[Pointing and labeling entries]
- - -

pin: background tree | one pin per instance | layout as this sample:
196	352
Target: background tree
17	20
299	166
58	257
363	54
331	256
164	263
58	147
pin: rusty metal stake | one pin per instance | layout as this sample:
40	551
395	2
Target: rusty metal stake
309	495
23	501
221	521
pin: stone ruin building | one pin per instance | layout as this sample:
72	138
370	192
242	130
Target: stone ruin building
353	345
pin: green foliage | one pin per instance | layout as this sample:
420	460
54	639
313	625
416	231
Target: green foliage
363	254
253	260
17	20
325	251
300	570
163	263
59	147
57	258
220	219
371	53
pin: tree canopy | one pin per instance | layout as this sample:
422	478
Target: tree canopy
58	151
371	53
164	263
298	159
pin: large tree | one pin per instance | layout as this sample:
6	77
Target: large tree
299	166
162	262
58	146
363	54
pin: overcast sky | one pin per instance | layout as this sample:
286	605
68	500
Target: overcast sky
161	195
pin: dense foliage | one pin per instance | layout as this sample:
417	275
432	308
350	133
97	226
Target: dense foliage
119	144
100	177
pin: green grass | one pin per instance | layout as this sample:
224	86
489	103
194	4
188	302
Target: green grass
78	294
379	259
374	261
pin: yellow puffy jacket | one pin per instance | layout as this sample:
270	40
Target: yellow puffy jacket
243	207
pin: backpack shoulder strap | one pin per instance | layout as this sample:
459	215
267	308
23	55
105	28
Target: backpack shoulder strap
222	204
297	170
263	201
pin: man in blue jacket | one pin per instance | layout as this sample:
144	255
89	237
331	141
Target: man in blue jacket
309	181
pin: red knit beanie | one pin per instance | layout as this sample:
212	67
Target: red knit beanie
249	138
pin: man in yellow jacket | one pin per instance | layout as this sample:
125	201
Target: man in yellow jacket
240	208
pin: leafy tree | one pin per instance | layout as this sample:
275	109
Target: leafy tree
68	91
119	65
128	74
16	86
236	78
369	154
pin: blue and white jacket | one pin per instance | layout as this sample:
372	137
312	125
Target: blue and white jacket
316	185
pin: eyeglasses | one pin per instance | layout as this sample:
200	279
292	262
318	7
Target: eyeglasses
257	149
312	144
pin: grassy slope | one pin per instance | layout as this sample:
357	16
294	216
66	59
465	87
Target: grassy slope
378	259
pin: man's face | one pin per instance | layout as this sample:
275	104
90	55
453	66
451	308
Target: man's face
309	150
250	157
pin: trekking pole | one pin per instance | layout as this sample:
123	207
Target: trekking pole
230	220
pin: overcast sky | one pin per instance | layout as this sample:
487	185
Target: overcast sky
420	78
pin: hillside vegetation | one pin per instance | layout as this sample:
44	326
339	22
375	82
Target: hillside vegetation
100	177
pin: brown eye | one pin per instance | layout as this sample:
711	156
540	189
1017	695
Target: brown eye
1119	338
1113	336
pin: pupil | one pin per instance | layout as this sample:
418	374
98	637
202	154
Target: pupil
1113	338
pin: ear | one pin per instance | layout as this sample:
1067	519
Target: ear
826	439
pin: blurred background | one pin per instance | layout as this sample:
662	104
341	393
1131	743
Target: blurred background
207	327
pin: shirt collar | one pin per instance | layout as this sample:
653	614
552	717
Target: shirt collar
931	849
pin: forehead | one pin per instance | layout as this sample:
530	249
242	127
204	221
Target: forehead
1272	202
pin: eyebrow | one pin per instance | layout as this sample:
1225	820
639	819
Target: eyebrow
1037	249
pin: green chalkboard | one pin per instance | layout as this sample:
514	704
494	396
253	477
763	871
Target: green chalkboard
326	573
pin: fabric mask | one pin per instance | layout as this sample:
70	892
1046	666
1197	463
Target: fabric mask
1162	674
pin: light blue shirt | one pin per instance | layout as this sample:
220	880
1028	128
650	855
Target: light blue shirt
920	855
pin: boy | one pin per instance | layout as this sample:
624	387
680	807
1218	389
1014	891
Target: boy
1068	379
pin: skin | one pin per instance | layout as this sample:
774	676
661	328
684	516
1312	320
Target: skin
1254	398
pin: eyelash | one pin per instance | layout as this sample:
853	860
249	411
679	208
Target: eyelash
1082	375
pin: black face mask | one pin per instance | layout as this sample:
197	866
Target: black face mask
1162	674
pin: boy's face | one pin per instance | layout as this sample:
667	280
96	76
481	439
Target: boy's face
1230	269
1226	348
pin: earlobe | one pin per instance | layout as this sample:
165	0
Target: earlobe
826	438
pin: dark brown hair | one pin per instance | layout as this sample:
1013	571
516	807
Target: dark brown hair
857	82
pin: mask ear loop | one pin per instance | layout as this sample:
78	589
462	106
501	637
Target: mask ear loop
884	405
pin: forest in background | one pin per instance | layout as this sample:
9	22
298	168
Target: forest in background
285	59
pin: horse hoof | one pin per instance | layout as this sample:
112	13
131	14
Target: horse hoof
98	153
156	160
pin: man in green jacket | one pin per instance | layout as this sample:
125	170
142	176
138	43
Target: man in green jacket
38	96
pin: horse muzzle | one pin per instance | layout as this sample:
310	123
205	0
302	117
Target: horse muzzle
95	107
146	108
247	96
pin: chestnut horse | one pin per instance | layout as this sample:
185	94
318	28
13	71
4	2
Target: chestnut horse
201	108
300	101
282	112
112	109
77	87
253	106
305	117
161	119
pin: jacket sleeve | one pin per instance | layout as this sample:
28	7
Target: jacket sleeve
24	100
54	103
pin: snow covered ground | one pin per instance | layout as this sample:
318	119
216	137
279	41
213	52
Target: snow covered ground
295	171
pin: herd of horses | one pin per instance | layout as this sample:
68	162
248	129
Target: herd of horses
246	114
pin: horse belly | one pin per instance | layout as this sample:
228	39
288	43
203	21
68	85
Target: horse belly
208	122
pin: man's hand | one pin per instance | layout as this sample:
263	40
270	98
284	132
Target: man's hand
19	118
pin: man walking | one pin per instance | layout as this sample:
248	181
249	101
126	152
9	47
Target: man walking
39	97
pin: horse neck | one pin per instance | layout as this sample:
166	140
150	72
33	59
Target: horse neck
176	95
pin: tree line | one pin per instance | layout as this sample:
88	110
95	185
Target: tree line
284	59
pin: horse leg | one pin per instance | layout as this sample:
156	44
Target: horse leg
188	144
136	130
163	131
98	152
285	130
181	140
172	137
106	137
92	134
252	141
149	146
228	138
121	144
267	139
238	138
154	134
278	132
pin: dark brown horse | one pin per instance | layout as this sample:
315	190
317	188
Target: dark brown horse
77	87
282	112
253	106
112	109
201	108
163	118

- - -

=== TO BE DONE ===
Output all of the data again, exactly.

=== SOLVED EXERCISE ===
pin: background tree | one pin per instance | layout as this sample:
196	352
Target: background tree
17	20
299	166
58	257
363	54
331	256
164	263
58	147
pin: rusty metal stake | one pin per instance | layout as this sample:
40	551
395	2
Target: rusty metal stake
309	495
23	501
221	521
pin: stone ruin building | one pin per instance | layout as this sample:
72	138
370	192
242	130
Target: stone ruin building
353	345
pin: green foliage | one pin per instance | layout as this sample:
420	460
54	639
313	625
416	231
Target: green foliage
363	254
253	260
17	20
325	251
300	570
163	263
59	147
57	258
220	219
371	53
pin: tree canopy | one pin per instance | layout as this sample:
422	478
Target: tree canopy
58	151
371	53
164	263
298	159
pin: large tree | one pin per instance | layout as this sample:
6	77
Target: large tree
299	166
162	262
58	146
363	54
pin: overcast sky | one pin per instance | layout as this sample:
286	605
68	500
Target: overcast sky
161	195
pin: dense foliage | one pin per instance | layout as this sample:
417	275
432	308
350	133
97	226
Target: dense foliage
119	144
100	177
pin: green grass | one pin per instance | layout as this sample:
224	86
489	103
194	4
188	302
Target: green grass
78	294
379	259
374	261
pin: yellow puffy jacket | one pin per instance | layout as this sample:
270	40
Target: yellow puffy jacket
243	207
pin: backpack shoulder strap | one pin per instance | layout as this sample:
459	215
267	308
23	55
105	28
Target: backpack shoulder strap
222	204
297	170
263	201
pin: man in blue jacket | one pin per instance | layout as this sample:
144	255
89	237
331	141
Target: man in blue jacket
309	181
pin: red knit beanie | one pin per instance | layout as this sample:
212	67
Target: red knit beanie
249	138
pin: man in yellow jacket | one pin per instance | layout as this sample:
125	201
Target: man in yellow jacket
240	208
pin: leafy tree | one pin per instance | layout as this sample:
275	109
Target: leafy tree
68	91
119	65
128	74
16	86
236	78
369	154
pin: blue and white jacket | one pin per instance | layout as this sample:
372	137
312	125
Target: blue and white jacket
316	185
pin: eyeglasses | one pin per instance | layout as this sample:
200	279
292	262
318	7
Target: eyeglasses
257	149
312	144
pin: grassy slope | one pin per instance | layout as this sample:
357	16
294	216
66	59
465	87
Target: grassy slope
378	259
pin: man's face | one pin per instance | layout as this sample:
275	104
90	55
453	66
451	308
Target: man's face
309	150
250	157
pin: trekking pole | one pin per instance | layout as this sample:
123	207
Target: trekking pole
230	220
pin: overcast sky | one pin per instance | layout as this sample:
487	185
Target: overcast sky
420	78
pin: hillside vegetation | one pin per instance | layout as this sample:
44	326
339	22
375	82
Target: hillside vegetation
100	177
pin: brown eye | one pin per instance | layout as this sample:
711	156
540	189
1017	695
Target: brown eye
1119	338
1113	336
pin: pupil | one pin per instance | layout as this sample:
418	374
98	637
202	154
Target: pupil
1113	338
pin: ear | one pin per instance | layout as this sample:
1067	519
Target: ear
826	439
pin: blurred background | one pin per instance | layout as this sample:
662	104
341	393
1131	743
Target: blurred background
207	327
pin: shirt collar | one pin per instance | layout as this sample:
653	614
552	717
Target: shirt collar
931	849
pin: forehead | one pin per instance | layout as this sample:
530	249
242	127
204	221
Target: forehead
1272	202
pin: eyebrow | one pin per instance | layout as this sample:
1225	820
639	819
Target: eyebrow
1037	249
pin: green chalkboard | one pin per instance | layout as this sample:
514	704
494	396
253	477
763	871
Target: green chalkboard
326	573
pin: fabric mask | one pin per instance | layout as this sample:
70	892
1046	666
1197	463
Target: fabric mask
1162	674
pin: light blue shirt | one pin per instance | layout as this sample:
220	880
1028	128
650	855
Target: light blue shirt
920	855
pin: boy | one pin per instance | layout as this sample:
624	387
680	807
1218	389
1014	891
Target: boy
1068	379
pin: skin | one pin per instance | layout as this sample:
774	676
661	328
684	516
1312	320
Target: skin
1254	398
pin: eyelash | one pin per instance | layout as this sample:
853	860
249	411
679	208
Target: eyelash
1082	375
pin: black face mask | one pin per instance | layout as this sample:
197	866
Target: black face mask
1162	674
pin: boy's face | one pin per instance | layout as this sample:
667	280
96	76
481	439
Target: boy's face
1230	269
1226	348
pin: earlobe | one pin per instance | layout as this sample:
165	0
Target: earlobe
826	438
pin: dark brown hair | one pin per instance | layout as this sample:
1013	571
516	807
Target: dark brown hair
857	82
pin: mask ear loop | one pin per instance | layout as this sample:
78	589
462	106
501	637
Target: mask ear loop
884	405
pin: forest in background | one pin per instance | layout as this sample:
9	22
298	168
Target: forest in background
285	59
pin: horse hoof | one pin per instance | layout as this sample:
112	13
131	14
Target: horse hoof
98	153
156	160
pin: man in green jacket | one pin per instance | layout as this sample:
125	170
142	176
138	43
Target: man in green jacket
38	96
pin: horse muzzle | one pin per instance | layout as this sample:
310	123
205	0
302	117
Target: horse muzzle
95	107
146	108
247	96
pin: chestnut horse | one pin per instance | layout as this sample:
185	94
318	28
13	71
4	2
Target: chestnut horse
201	108
300	101
282	112
112	109
77	87
253	106
305	117
161	119
pin: jacket sleeve | one pin per instance | layout as this sample:
28	7
Target: jacket sleeve
24	100
54	103
pin: snow covered ground | one pin per instance | layout as this sample:
318	119
216	137
279	41
213	52
Target: snow covered ground
295	171
pin: herd of horses | one pin per instance | layout as this sample:
68	162
248	129
Target: herd of horses
246	114
pin: horse belly | one pin per instance | layout as this sample:
228	39
288	43
203	21
68	85
Target: horse belly
208	122
pin: man's hand | one pin per instance | layout as this sample:
263	40
270	98
284	132
Target: man's hand
19	118
pin: man walking | one pin per instance | layout as this sample:
248	181
249	101
126	152
9	47
Target: man walking
39	97
pin: horse neck | one pin per instance | layout as this sample:
166	140
150	72
33	59
Target: horse neck
176	95
pin: tree line | one pin per instance | layout as this sample:
88	110
95	185
Target: tree line
284	59
pin: horse leg | one pin per instance | layout as this sample:
156	44
Target: horse leg
188	144
136	130
163	131
98	152
285	130
181	140
172	137
106	137
92	134
252	141
149	146
228	138
121	144
267	139
238	138
154	134
278	132
pin: dark brown horse | one pin per instance | layout as this sample:
315	190
317	188
Target: dark brown horse
77	87
282	112
253	106
112	109
201	108
163	118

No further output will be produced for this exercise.